_Material for this exercise_:
**********

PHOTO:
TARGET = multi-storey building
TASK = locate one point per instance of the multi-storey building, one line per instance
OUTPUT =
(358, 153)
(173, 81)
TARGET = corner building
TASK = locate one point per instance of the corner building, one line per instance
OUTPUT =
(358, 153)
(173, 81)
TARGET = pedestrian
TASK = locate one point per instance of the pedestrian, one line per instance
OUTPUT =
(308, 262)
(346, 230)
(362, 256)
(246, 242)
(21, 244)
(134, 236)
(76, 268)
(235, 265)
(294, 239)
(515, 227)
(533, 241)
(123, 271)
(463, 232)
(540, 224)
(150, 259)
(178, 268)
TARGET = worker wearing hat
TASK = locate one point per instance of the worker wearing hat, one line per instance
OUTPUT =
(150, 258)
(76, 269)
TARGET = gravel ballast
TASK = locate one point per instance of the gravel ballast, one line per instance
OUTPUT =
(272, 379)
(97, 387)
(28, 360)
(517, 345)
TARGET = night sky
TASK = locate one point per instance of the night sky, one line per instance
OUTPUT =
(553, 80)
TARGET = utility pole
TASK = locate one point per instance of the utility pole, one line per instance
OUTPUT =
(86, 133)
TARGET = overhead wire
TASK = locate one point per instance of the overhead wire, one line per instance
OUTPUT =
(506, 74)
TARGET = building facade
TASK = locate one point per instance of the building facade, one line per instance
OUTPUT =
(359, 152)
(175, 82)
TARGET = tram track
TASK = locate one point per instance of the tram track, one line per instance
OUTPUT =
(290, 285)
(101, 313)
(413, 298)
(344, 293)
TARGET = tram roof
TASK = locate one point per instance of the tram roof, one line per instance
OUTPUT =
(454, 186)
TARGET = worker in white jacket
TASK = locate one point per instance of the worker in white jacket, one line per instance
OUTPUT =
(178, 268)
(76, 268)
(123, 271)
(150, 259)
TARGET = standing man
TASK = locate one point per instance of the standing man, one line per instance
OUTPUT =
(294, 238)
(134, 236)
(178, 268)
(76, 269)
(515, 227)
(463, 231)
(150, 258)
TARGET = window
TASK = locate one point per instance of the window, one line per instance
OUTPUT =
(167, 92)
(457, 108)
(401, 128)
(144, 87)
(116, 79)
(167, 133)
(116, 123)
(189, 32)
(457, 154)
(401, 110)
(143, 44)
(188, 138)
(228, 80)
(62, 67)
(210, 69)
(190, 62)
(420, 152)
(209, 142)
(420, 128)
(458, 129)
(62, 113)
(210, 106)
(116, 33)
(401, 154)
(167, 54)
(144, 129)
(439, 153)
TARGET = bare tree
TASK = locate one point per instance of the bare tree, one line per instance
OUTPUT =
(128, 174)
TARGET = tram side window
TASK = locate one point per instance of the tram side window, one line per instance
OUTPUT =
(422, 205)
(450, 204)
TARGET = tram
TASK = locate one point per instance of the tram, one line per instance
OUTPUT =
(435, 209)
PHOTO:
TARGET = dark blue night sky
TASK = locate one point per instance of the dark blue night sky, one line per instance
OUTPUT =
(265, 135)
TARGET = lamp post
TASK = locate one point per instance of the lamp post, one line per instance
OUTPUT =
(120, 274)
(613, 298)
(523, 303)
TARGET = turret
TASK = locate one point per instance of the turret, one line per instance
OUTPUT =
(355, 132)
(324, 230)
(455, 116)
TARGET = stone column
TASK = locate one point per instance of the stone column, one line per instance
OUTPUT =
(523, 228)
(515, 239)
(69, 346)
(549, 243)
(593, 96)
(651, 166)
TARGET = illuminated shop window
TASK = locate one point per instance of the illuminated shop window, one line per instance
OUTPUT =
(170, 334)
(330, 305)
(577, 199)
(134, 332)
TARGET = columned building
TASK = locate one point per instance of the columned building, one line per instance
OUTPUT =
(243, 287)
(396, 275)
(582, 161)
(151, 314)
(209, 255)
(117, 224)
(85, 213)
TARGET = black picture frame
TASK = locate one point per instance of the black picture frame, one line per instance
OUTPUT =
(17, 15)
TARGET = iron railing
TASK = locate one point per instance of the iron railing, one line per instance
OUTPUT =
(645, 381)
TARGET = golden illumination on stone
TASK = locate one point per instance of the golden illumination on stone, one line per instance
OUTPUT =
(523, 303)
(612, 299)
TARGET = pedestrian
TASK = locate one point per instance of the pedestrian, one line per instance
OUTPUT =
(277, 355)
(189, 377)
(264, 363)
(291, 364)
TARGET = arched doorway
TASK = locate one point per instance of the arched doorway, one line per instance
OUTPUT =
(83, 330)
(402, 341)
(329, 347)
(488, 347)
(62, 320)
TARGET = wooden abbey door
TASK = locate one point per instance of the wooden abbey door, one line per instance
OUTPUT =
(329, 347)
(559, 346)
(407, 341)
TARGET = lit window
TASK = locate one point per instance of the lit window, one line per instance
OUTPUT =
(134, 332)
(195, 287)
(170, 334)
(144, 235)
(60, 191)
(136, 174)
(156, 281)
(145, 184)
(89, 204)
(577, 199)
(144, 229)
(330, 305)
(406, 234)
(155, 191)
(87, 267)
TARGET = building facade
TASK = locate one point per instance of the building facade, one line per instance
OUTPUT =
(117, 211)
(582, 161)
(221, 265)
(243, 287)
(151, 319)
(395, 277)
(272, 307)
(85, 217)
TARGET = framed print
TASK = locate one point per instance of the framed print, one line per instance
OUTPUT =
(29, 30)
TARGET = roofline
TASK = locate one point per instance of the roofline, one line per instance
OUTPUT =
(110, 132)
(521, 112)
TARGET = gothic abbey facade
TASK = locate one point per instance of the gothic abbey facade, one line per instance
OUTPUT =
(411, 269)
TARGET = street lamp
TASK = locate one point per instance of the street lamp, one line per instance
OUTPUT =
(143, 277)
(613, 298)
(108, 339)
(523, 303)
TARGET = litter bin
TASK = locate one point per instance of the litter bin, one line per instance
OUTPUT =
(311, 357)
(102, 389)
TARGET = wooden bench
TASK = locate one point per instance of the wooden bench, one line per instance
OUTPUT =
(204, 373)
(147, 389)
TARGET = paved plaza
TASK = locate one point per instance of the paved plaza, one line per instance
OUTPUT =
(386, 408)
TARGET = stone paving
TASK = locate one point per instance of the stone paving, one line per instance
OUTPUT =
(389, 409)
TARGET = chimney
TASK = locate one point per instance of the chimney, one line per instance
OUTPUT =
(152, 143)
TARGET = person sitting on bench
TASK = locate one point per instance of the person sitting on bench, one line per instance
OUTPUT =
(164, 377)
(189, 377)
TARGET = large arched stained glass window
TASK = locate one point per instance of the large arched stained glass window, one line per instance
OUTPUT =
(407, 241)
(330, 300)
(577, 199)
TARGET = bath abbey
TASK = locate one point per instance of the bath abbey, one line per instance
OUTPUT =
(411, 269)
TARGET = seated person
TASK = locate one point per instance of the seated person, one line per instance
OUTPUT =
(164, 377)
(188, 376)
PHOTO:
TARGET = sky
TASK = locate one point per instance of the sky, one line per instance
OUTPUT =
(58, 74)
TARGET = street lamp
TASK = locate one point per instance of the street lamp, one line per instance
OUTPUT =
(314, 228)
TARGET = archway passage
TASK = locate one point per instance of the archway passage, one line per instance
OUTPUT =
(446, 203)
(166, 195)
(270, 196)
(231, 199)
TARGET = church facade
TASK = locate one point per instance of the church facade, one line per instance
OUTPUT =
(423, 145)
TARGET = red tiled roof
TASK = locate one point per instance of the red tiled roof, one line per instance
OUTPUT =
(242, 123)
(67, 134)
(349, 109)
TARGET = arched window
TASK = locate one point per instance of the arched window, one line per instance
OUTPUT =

**********

_Exercise objective_: Write the data from above out again, exactly.

_Result_:
PHOTO:
TARGET = multi-storey building
TASK = locate one point per instance of the multi-storey building, one line per instance
OUTPUT =
(358, 153)
(173, 81)
TARGET = corner building
TASK = locate one point per instance of the corner building, one line per instance
OUTPUT =
(358, 153)
(173, 81)
TARGET = pedestrian
TASK = locate one point per instance of the pedestrian, one line per instance
OUTPUT =
(308, 262)
(346, 230)
(362, 256)
(246, 242)
(21, 244)
(134, 236)
(76, 268)
(235, 265)
(294, 239)
(515, 227)
(533, 241)
(123, 271)
(463, 232)
(540, 224)
(150, 259)
(178, 268)
TARGET = worker wearing hat
TASK = locate one point per instance of the worker wearing hat, one line per instance
OUTPUT =
(150, 258)
(76, 269)
TARGET = gravel ballast
TASK = locate one point per instance of the gravel ballast, one line per instance
OUTPUT =
(272, 379)
(97, 387)
(28, 360)
(517, 345)
TARGET = night sky
TASK = locate one point per instance of the night sky, one line per instance
OUTPUT =
(553, 80)
TARGET = utility pole
TASK = locate one point per instance of the utility pole, one line per instance
OUTPUT =
(86, 133)
TARGET = overhead wire
TASK = locate one point per instance of the overhead wire, one line per instance
OUTPUT =
(506, 74)
TARGET = building facade
TASK = locate one point per instance of the building facade, one line per instance
OUTPUT =
(359, 152)
(175, 82)
TARGET = tram track
TASK = locate one point per instance of the tram track, one line per instance
OUTPUT =
(290, 285)
(101, 313)
(413, 298)
(344, 293)
TARGET = tram roof
TASK = locate one point per instance of the tram roof, one line per instance
OUTPUT =
(454, 186)
TARGET = worker in white jacket
TASK = locate one point per instance of the worker in white jacket, one line per instance
OUTPUT =
(178, 268)
(76, 268)
(123, 271)
(150, 259)
TARGET = standing man
TASK = locate one point per instance of the standing man, one line per instance
OUTPUT =
(294, 238)
(134, 236)
(178, 268)
(76, 269)
(515, 227)
(463, 231)
(150, 258)
TARGET = window
TASK = locate one point per instance of the window, one line per instance
OUTPUT =
(167, 92)
(457, 108)
(401, 128)
(144, 87)
(116, 79)
(167, 133)
(116, 123)
(189, 32)
(457, 154)
(401, 110)
(143, 44)
(188, 138)
(228, 80)
(62, 67)
(210, 69)
(190, 62)
(420, 152)
(209, 142)
(420, 128)
(458, 129)
(62, 113)
(210, 106)
(116, 33)
(401, 154)
(167, 54)
(144, 129)
(439, 153)
TARGET = bare tree
TASK = locate one point per instance of the bare tree, one line per instance
OUTPUT =
(128, 174)
TARGET = tram side window
TASK = locate one point per instance of the tram side window, one line per instance
OUTPUT =
(422, 205)
(450, 204)
TARGET = tram
TASK = locate one point per instance of the tram, one line per instance
OUTPUT =
(435, 209)
PHOTO:
TARGET = dark blue night sky
TASK = locate one point per instance of the dark blue night sky, one line per instance
OUTPUT =
(265, 135)
TARGET = lamp post
TASK = locate one point per instance of the lamp post, one line per instance
OUTPUT =
(120, 274)
(613, 298)
(523, 303)
TARGET = turret
TASK = locate one point per instance of the turret, one line per instance
OUTPUT =
(355, 132)
(324, 230)
(455, 116)
TARGET = stone column
TASK = locate one point per instance of the stone column, one line per instance
OUTPUT =
(523, 228)
(515, 239)
(69, 346)
(549, 243)
(593, 96)
(651, 166)
TARGET = illuminated shop window
TASK = locate one point per instance of the illuminated shop window, one line per instance
OUTPUT =
(170, 334)
(330, 305)
(577, 199)
(134, 332)
TARGET = columned building
TASK = locate one point per instance of the columned building, one line per instance
OUTPUT =
(243, 287)
(396, 275)
(582, 161)
(151, 314)
(209, 255)
(117, 224)
(85, 213)
TARGET = black picture frame
TASK = locate one point per instance of the black picture frame, one line per instance
OUTPUT =
(17, 15)
TARGET = iron railing
TASK = locate one point per instance of the iron railing, one line per instance
OUTPUT =
(645, 381)
TARGET = golden illumination on stone
TASK = locate one point per instance of the golden illumination on stone, one line per instance
OUTPUT =
(523, 303)
(612, 299)
TARGET = pedestrian
TASK = locate one point per instance of the pedestrian, one line per instance
OUTPUT =
(277, 355)
(189, 377)
(264, 363)
(291, 364)
TARGET = arched doorway
TASK = locate one point per instance of the arched doorway, one line per instance
OUTPUT =
(83, 330)
(402, 341)
(329, 347)
(488, 347)
(62, 320)
TARGET = wooden abbey door
TASK = locate one point per instance of the wooden abbey door, one line per instance
OUTPUT =
(329, 347)
(559, 346)
(407, 341)
TARGET = lit window
TASK = locate one point per instance of the lit window, one line per instance
OUTPUT =
(134, 332)
(195, 287)
(170, 334)
(144, 235)
(60, 191)
(136, 174)
(156, 281)
(145, 184)
(89, 204)
(577, 199)
(144, 229)
(330, 305)
(406, 234)
(155, 191)
(87, 267)
TARGET = building facade
TASK = locate one point per instance of the building facade, one line per instance
OUTPUT =
(117, 211)
(582, 161)
(221, 265)
(243, 287)
(151, 319)
(395, 277)
(272, 307)
(85, 217)
TARGET = framed print
TASK = locate one point per instance of the framed print, one line per instance
OUTPUT =
(29, 30)
TARGET = roofline
TASK = locate one point per instance of the roofline, one line per instance
OUTPUT =
(110, 132)
(521, 112)
TARGET = gothic abbey facade
TASK = locate one point per instance of the gothic abbey facade, one line per instance
OUTPUT =
(411, 269)
TARGET = street lamp
TASK = locate one point per instance of the street lamp, one line per instance
OUTPUT =
(143, 277)
(613, 298)
(108, 339)
(523, 303)
TARGET = litter bin
TASK = locate one point per instance of the litter bin, one line per instance
OUTPUT =
(311, 357)
(102, 389)
TARGET = wooden bench
TASK = locate one point per instance of the wooden bench, one line per instance
OUTPUT =
(204, 373)
(147, 389)
TARGET = paved plaza
TASK = locate one point per instance of the paved plaza, one line per instance
OUTPUT =
(386, 408)
TARGET = stone paving
TASK = locate one point per instance of the stone paving, one line per instance
OUTPUT =
(389, 409)
TARGET = chimney
TASK = locate one point per instance of the chimney, one line per instance
OUTPUT =
(152, 143)
TARGET = person sitting on bench
TASK = locate one point per instance of the person sitting on bench, one line per instance
OUTPUT =
(164, 377)
(189, 377)
TARGET = large arched stained glass window
TASK = locate one point per instance of the large arched stained glass window, one line per instance
OUTPUT =
(407, 241)
(330, 300)
(577, 199)
TARGET = bath abbey
TASK = locate one point per instance of the bath abbey, one line per instance
OUTPUT =
(411, 269)
TARGET = seated person
TASK = locate one point per instance of the seated person, one line per instance
OUTPUT =
(164, 377)
(188, 376)
PHOTO:
TARGET = sky
TASK = locate one point per instance of the sky, one line per instance
OUTPUT =
(58, 74)
TARGET = street lamp
TASK = locate one point per instance of the street lamp, one line per instance
OUTPUT =
(314, 228)
TARGET = archway passage
TASK = locate one point per instance of the archway passage, one line per instance
OUTPUT =
(446, 203)
(166, 195)
(270, 196)
(231, 199)
TARGET = church facade
TASK = locate one point per instance of the church facade, one line per instance
OUTPUT =
(423, 145)
TARGET = red tiled roof
TASK = locate one point per instance of the red tiled roof, one line per instance
OUTPUT =
(242, 123)
(67, 134)
(349, 109)
TARGET = arched window
TASK = locate one point per instance of the arched window, one line per instance
OUTPUT =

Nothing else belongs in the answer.